BEGIN

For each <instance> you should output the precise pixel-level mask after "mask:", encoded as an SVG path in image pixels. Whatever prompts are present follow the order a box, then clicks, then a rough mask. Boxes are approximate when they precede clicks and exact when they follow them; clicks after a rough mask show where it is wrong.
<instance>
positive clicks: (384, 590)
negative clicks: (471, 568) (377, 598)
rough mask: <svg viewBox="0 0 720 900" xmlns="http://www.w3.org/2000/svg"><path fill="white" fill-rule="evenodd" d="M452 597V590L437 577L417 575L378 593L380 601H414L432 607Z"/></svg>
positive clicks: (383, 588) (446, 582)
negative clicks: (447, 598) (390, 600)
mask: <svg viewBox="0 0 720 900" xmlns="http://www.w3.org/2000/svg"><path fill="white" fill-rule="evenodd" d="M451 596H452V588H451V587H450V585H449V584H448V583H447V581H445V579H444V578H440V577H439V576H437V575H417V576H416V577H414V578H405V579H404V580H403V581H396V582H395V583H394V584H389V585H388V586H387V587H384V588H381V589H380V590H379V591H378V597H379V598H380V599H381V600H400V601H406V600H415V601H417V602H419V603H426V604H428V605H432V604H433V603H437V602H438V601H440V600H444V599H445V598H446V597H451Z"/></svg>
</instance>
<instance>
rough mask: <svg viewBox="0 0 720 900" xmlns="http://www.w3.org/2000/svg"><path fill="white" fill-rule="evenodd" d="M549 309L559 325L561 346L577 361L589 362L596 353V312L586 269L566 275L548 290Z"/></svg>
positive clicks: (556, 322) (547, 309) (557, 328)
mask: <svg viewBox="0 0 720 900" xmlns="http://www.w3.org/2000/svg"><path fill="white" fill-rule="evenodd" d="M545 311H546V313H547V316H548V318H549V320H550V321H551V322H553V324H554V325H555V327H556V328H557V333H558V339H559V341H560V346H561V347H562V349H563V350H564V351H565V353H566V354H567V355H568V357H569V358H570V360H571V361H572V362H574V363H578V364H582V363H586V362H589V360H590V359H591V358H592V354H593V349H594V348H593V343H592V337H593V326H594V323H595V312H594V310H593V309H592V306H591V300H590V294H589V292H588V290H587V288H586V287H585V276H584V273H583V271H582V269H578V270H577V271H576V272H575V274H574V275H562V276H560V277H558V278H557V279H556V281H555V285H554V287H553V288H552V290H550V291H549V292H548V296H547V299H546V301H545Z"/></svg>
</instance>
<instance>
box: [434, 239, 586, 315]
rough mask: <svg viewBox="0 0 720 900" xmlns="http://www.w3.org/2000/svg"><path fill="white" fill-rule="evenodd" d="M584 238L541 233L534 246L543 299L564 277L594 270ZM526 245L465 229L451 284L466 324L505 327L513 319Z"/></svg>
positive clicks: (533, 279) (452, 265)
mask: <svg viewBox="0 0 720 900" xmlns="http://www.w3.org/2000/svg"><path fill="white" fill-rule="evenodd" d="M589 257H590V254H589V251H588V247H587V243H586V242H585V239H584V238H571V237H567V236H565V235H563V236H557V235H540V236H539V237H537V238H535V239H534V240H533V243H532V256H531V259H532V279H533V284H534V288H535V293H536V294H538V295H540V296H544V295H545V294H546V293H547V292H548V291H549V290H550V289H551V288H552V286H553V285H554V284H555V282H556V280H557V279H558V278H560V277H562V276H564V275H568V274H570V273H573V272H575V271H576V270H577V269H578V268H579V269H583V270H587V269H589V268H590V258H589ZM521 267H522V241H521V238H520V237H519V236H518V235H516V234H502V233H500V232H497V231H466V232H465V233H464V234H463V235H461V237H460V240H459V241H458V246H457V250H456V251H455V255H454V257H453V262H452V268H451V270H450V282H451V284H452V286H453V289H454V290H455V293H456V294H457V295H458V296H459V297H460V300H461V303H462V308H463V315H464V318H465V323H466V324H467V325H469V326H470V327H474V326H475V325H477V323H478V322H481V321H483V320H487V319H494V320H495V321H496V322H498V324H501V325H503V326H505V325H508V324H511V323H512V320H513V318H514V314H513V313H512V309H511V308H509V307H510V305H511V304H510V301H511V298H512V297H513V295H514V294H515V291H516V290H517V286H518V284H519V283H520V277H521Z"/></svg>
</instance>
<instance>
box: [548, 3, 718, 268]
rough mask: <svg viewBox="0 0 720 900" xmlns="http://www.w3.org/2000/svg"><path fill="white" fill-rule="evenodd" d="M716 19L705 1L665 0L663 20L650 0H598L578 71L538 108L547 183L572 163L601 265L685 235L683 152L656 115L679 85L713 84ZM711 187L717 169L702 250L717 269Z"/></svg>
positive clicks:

END

### Exercise directions:
Copy out the stretch of the listing above, from its start through the line containing "positive clicks: (383, 588) (446, 582)", keeping every character the same.

### Answer for the task:
For each <instance> you should output the precise pixel-level mask after "mask:", encoded as an SVG path in image pixels. Whatever prompts are present follow the order a box, then clicks, then a rough mask. Boxes are approximate when they precede clicks and exact when they follow them; clicks after a rough mask show where it is wrong.
<instance>
positive clicks: (384, 590)
negative clicks: (471, 568) (377, 598)
rough mask: <svg viewBox="0 0 720 900" xmlns="http://www.w3.org/2000/svg"><path fill="white" fill-rule="evenodd" d="M452 597V590L437 577L417 575L378 593L380 601H414L432 607Z"/></svg>
positive clicks: (383, 588) (446, 582)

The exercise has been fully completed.